INSTRUCTIONS TO FOLLOW → Using the data below, gather each line that includes the word "suspension".

SUPPLIED MATERIAL →
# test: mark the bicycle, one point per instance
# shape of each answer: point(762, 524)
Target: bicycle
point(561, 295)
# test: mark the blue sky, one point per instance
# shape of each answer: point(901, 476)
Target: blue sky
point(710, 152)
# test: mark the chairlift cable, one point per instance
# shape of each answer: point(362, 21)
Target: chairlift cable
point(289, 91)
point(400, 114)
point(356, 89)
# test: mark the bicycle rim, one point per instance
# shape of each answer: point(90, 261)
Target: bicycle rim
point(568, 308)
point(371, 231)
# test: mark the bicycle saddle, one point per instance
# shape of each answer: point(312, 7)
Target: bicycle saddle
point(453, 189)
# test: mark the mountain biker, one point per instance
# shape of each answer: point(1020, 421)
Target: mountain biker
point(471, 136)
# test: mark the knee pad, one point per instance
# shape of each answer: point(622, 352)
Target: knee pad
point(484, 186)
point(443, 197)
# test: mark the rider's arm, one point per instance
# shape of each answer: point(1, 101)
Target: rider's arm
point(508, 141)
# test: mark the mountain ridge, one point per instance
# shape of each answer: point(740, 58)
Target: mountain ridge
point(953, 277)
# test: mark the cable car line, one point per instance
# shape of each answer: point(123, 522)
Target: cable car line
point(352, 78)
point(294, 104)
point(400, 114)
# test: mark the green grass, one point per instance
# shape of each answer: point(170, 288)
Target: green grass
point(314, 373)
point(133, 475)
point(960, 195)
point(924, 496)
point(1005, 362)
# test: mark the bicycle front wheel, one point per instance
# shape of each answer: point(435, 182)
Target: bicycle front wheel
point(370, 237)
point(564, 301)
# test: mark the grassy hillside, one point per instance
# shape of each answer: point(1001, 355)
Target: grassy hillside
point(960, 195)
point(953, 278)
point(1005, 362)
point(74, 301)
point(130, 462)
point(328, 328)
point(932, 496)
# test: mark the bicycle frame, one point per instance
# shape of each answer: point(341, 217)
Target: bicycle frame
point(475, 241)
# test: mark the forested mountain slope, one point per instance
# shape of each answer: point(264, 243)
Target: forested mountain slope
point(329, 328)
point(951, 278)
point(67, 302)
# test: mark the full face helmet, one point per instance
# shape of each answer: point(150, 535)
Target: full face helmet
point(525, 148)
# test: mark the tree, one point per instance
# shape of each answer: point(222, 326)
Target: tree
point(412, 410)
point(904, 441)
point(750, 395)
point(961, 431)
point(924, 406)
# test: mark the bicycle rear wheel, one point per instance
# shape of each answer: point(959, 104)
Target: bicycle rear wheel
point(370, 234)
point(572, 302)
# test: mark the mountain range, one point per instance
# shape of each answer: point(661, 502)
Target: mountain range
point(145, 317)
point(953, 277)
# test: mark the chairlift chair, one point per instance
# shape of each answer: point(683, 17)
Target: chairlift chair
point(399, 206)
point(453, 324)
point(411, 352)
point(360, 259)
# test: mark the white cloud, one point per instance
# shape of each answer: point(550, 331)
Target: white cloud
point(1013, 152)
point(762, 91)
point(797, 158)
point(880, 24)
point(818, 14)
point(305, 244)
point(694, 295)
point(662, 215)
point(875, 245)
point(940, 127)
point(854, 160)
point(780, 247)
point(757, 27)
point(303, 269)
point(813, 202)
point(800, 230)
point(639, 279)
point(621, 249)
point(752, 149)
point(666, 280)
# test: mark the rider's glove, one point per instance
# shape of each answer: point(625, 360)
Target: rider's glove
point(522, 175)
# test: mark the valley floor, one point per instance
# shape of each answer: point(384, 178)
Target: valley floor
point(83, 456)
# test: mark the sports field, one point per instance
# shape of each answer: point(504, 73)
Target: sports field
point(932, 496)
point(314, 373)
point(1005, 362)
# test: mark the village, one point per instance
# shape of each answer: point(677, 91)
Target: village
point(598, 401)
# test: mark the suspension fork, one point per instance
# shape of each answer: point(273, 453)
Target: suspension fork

RESULT OF THE EXERCISE →
# test: mark the suspension fork, one point per instance
Target: suspension fork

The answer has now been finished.